Location labeling records:
┄┄┄┄┄┄
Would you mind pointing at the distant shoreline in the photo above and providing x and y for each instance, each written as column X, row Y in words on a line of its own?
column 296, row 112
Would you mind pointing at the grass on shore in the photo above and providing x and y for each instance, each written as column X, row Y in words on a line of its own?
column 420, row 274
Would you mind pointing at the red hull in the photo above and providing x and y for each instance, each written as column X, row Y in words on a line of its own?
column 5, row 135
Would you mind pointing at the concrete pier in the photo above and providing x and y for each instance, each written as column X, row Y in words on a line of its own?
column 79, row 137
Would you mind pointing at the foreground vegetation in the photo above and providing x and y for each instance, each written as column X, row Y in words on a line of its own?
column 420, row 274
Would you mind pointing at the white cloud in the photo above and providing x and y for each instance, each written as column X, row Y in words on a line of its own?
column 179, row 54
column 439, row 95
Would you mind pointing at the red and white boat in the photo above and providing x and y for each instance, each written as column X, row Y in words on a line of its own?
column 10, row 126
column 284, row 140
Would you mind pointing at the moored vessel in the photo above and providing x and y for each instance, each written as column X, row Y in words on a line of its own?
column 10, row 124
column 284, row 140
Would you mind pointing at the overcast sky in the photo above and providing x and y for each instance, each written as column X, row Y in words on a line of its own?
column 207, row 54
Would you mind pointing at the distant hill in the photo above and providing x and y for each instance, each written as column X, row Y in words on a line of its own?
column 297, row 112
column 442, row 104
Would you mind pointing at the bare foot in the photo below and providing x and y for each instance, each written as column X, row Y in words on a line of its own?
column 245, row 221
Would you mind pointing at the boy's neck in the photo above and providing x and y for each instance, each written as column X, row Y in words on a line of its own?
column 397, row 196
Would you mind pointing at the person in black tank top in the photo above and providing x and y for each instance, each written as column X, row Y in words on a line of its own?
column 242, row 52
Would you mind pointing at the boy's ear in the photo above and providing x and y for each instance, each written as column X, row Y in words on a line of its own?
┄┄┄┄┄┄
WORK TO BE COMPLETED ::
Could you copy the whole listing above, word for word and line for line, leaving nothing out?

FINISHED ANSWER ::
Would you mind pointing at the distant shoreline in the photo above and providing x and y for each instance, each written as column X, row Y in words on a line of its own?
column 296, row 112
Would you mind pointing at the grass on shore in the photo above and providing x and y for each instance, each written as column X, row Y in words on a line of its own?
column 420, row 274
Would you mind pointing at the red hull in the photo above and providing x and y for each instance, each written as column X, row Y in words on a line of its own?
column 5, row 135
Would you mind pointing at the concrete pier in the photo above and providing x and y for each instance, each written as column X, row Y in words on a line of its own?
column 79, row 137
Would you mind pointing at the foreground vegetation in the photo above and providing x and y for each instance, each written as column X, row Y in words on a line of its own?
column 420, row 274
Would you mind pointing at the white cloud in the photo above and providing x and y for each instance, each written as column X, row Y in words on a line of its own?
column 179, row 54
column 439, row 95
Would you mind pointing at the red and white boat in the photo above and providing x and y for each instance, each written as column X, row Y in words on a line of its own?
column 10, row 126
column 284, row 140
Would you mind pointing at the moored vessel in the photo above and providing x and y for each instance, each written as column X, row Y in words on a line of its own?
column 10, row 124
column 284, row 140
Would you mind pointing at the overcast sky in the photo above and providing x and y for each instance, each written as column X, row Y in words on a line of its own?
column 207, row 54
Would you mind pointing at the distant hill in the photo above and providing x and y for each instance, each written as column X, row Y in words on a line of its own?
column 297, row 112
column 442, row 104
Would you mind pointing at the bare foot in the photo below and providing x and y for each instance, each written as column X, row Y in words on a line of its own?
column 245, row 221
Would you mind pointing at the boy's neck in the photo above and providing x and y for each instance, each written as column X, row Y in words on a line of its own?
column 397, row 196
Would you mind pointing at the person in black tank top in the photo above and providing x and y for each instance, each written as column X, row Y in words on a line of its own?
column 242, row 52
Would you mind pointing at the boy's ear in the photo above and providing x and y for each instance, each written as column X, row Y in words on a line of its own?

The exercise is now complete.